Records of labeled points
_ _ _ _ _

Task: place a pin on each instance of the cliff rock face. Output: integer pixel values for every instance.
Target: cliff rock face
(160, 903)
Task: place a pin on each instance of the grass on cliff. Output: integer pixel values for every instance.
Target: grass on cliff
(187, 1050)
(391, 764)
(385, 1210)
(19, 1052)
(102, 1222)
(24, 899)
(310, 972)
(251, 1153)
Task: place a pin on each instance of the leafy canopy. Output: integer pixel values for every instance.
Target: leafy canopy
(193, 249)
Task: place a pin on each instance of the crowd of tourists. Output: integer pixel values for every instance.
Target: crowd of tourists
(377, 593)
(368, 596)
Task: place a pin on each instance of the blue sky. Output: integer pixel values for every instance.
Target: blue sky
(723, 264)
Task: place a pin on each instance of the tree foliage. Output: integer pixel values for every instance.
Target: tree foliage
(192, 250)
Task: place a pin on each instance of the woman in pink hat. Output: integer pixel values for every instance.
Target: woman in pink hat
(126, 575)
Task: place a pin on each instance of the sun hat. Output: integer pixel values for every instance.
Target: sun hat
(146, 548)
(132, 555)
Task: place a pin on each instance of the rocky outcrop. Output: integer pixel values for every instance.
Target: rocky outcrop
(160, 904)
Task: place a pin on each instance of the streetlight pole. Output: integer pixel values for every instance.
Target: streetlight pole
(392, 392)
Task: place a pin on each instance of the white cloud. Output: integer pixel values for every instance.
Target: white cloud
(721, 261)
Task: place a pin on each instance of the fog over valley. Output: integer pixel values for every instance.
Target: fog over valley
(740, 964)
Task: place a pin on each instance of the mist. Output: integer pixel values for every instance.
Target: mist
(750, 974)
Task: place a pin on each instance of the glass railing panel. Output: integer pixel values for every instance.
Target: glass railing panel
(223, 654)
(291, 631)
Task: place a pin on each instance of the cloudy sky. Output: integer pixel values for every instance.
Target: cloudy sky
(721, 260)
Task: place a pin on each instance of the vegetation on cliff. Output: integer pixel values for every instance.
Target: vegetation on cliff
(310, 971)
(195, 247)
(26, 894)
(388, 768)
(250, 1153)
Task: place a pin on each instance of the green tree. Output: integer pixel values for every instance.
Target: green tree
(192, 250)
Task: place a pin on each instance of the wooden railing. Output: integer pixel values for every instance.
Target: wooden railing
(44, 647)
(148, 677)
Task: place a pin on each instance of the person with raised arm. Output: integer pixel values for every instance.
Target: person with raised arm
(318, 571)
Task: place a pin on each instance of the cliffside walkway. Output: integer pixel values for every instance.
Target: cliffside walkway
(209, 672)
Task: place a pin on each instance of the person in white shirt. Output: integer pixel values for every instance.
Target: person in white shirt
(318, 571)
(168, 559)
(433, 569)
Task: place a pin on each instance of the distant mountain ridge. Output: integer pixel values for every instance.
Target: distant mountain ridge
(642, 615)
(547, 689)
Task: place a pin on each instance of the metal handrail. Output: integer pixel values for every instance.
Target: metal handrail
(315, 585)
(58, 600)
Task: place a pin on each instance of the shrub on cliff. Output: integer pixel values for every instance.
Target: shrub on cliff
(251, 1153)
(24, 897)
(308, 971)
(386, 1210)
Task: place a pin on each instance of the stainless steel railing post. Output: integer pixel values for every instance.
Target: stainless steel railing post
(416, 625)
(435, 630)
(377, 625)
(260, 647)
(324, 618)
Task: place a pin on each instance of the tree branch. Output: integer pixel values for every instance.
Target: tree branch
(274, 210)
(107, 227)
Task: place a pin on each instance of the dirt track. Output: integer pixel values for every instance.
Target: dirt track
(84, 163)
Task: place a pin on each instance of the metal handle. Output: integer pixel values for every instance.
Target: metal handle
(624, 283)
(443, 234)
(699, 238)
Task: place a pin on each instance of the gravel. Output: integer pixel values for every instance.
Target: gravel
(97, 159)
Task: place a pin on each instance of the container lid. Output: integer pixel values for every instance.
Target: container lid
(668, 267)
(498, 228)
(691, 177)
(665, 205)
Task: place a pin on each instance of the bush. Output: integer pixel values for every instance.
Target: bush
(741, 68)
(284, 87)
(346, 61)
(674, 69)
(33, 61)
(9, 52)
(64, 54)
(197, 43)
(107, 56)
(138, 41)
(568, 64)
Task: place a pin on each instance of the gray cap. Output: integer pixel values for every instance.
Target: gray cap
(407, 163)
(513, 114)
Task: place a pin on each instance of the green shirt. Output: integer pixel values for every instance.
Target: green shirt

_ _ _ _ _

WHAT TO DO:
Switch every "place a pin" in the records above to "drop a marker", and reproduce the lines with nothing else changed.

FULL SOLUTION:
Task: drop a marker on each instance of the cliff rock face. Output: integer pixel values for every instance.
Target: cliff rock face
(160, 903)
Task: drop a marker on each instance of the grass on cliff. Output: integer pixel values for every instance.
Target: grass on cliff
(187, 1050)
(391, 764)
(385, 1210)
(19, 1052)
(102, 1222)
(24, 899)
(310, 972)
(251, 1153)
Task: drop a marker on each instance of the leafy canopy. Output: integer pixel values for every instance.
Target: leafy canopy
(193, 249)
Task: drop a marker on each instance of the crowd of tourists. Output: integer pixel values for every instance.
Target: crowd of tourists
(377, 593)
(368, 596)
Task: drop a marker on each instance of the blue sky. Output: integer pixel values for every instance.
Target: blue sky
(723, 264)
Task: drop a marker on each instance of the tree foliage. Output: integer pixel values for every instance.
Target: tree foliage
(192, 250)
Task: drop a marker on each instance of the woman in pink hat. Output: integer pixel values for every instance.
Target: woman in pink hat
(126, 575)
Task: drop a marker on each instance of the sun hat. Output: integer pixel values for every instance.
Target: sun hat
(146, 548)
(132, 555)
Task: drop a marker on each instance of the rocky outcrop. Output: integer pixel values for every instance.
Target: rocky outcrop
(160, 904)
Task: drop a marker on each instance of the streetlight pole. Output: integer pixel values for every instance.
Target: streetlight pole
(392, 392)
Task: drop a marker on each instance of the white cloud. Output: integer pixel values for every instance.
Target: white cloud
(721, 261)
Task: drop a marker on each instance of the fog over valley. Output: integer pixel values for every instance.
Target: fog over valley
(740, 964)
Task: drop a marker on each instance of the mist. Output: integer pixel values for every instance.
Target: mist
(750, 974)
Task: drop a marker on each instance of the glass railing panel. Output: integer pixel values for every instance.
Target: glass railing panel
(223, 654)
(291, 631)
Task: drop a marker on each instance of the cloudy sky. Output: integer pixel values for every instance.
Target: cloudy sky
(721, 260)
Task: drop a marker on each instance of the vegetation on cliff. Output: integer pixel values for every instance.
Target: vegetation on cliff
(310, 971)
(195, 247)
(26, 894)
(388, 768)
(250, 1153)
Task: drop a marker on each instance of the green tree. Output: integer pixel values for every instance.
Target: green tree
(192, 250)
Task: drop a marker on each instance of the wooden railing. Output: integer pixel values for every instance.
Target: wooden railing
(44, 647)
(148, 677)
Task: drop a marker on each instance of the person with raised arm. Output: integer pixel values for every instance.
Target: person with raised arm
(318, 571)
Task: drop a marker on each instance of the cliffside walkway. Output: integer pixel values for every instance.
Target: cliffside walkway
(209, 672)
Task: drop a marker on each instance of the person in white shirt. Output: integer pixel values for every instance.
Target: person in white shirt
(318, 571)
(168, 559)
(433, 569)
Task: drop a marker on each instance of the distant mountain ridge. Output: integer pixel values for every instance.
Target: distant mountain ridge
(642, 615)
(547, 689)
Task: drop a marker on each instance of the metal handrail. Output: integer pixel values for every instance.
Target: metal handrail
(315, 585)
(58, 600)
Task: drop a marker on each instance of the shrub on cliff. Output: integer pixel values for every instance.
Target: shrub on cliff
(251, 1153)
(24, 897)
(308, 971)
(386, 1210)
Task: drop a marker on each instance of the stainless steel railing post. Output: integer pixel values for every instance.
Target: stainless steel railing post
(416, 625)
(435, 630)
(377, 625)
(260, 647)
(324, 618)
Task: drop a marker on each instance of the tree branch. Output: integer pixel values for every instance.
Target: tree branch
(274, 210)
(107, 227)
Task: drop a marker on each instance of the dirt track. Output: integer pixel values for every instance.
Target: dirt track
(84, 163)
Task: drop a marker on each instance of the metal handle. Output: integer pixel values for every instance.
Target: metal handle
(624, 283)
(443, 234)
(699, 238)
Task: drop a marker on each instance of the gravel. Output: integer pixel values for every instance.
Target: gravel
(97, 159)
Task: drop a marker on each instance of the container lid. Output: integer pixel values for every instance.
Target: container lid
(668, 267)
(498, 228)
(691, 177)
(665, 205)
Task: drop a marker on each instance of the bush. Output: integer pixel values for every instance.
Target: bush
(741, 68)
(284, 87)
(346, 61)
(674, 69)
(33, 61)
(9, 52)
(64, 54)
(197, 43)
(107, 56)
(138, 41)
(568, 64)
Task: drop a marker on each instance of the gray cap. Output: integer pixel values for every instance.
Target: gray cap
(407, 163)
(513, 114)
Task: drop a marker on each instance of the green shirt. Output: integer pixel values for every instance.
Target: green shirt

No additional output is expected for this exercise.